• REGISTROS FORNECIDOS:
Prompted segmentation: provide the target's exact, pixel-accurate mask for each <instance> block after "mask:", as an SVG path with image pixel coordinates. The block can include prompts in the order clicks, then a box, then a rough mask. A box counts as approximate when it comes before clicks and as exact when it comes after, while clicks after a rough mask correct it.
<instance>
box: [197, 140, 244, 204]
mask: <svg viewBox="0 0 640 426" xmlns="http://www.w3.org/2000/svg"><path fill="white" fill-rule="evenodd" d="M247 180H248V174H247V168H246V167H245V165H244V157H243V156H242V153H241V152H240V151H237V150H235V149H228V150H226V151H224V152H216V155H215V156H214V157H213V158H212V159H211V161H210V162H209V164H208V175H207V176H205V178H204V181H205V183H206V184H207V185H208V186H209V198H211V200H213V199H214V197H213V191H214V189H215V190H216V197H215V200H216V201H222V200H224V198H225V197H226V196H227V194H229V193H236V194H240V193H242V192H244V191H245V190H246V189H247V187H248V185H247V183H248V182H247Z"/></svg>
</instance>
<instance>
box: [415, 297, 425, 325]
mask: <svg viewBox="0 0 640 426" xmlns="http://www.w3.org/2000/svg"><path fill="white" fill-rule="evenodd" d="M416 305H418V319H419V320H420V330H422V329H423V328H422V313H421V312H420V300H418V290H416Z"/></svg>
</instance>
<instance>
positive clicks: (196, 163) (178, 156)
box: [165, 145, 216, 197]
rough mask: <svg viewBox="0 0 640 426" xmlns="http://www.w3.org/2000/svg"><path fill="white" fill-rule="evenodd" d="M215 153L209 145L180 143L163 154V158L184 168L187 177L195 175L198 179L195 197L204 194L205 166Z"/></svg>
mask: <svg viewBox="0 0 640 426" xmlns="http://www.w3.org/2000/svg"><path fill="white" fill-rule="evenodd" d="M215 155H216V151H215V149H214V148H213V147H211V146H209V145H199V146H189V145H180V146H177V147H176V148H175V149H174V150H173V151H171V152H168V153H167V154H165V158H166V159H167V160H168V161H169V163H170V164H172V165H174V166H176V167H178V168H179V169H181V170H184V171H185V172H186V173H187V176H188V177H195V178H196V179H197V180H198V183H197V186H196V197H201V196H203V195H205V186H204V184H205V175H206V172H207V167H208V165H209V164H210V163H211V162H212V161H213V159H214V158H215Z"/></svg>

• DESCRIÇÃO DA TAREFA: Repita literalmente o trecho dos registros que vai do início até a linha que contém "box: [165, 145, 216, 197]", incluindo essa linha.

• RESPOSTA:
Prompted segmentation: provide the target's exact, pixel-accurate mask for each <instance> block after "mask:", as an SVG path with image pixel coordinates. The block can include prompts in the order clicks, then a box, then a rough mask. A box counts as approximate when it comes before clicks and as exact when it comes after, while clicks after a rough mask correct it.
<instance>
box: [197, 140, 244, 204]
mask: <svg viewBox="0 0 640 426" xmlns="http://www.w3.org/2000/svg"><path fill="white" fill-rule="evenodd" d="M247 180H248V174H247V168H246V167H245V165H244V157H243V156H242V153H241V152H240V151H237V150H235V149H228V150H226V151H224V152H216V155H215V156H214V157H213V158H212V159H211V161H210V162H209V164H208V175H207V176H205V178H204V181H205V183H206V184H207V185H208V186H209V198H211V200H213V199H214V197H213V191H214V189H215V190H216V197H215V200H216V201H222V200H224V198H225V197H226V196H227V194H229V193H236V194H240V193H242V192H244V191H245V190H246V189H247V187H248V185H247V183H248V182H247Z"/></svg>
</instance>
<instance>
box: [415, 297, 425, 325]
mask: <svg viewBox="0 0 640 426" xmlns="http://www.w3.org/2000/svg"><path fill="white" fill-rule="evenodd" d="M416 305H418V319H419V320H420V330H422V329H423V328H422V313H421V312H420V300H418V290H416Z"/></svg>
</instance>
<instance>
positive clicks: (196, 163) (178, 156)
box: [165, 145, 216, 197]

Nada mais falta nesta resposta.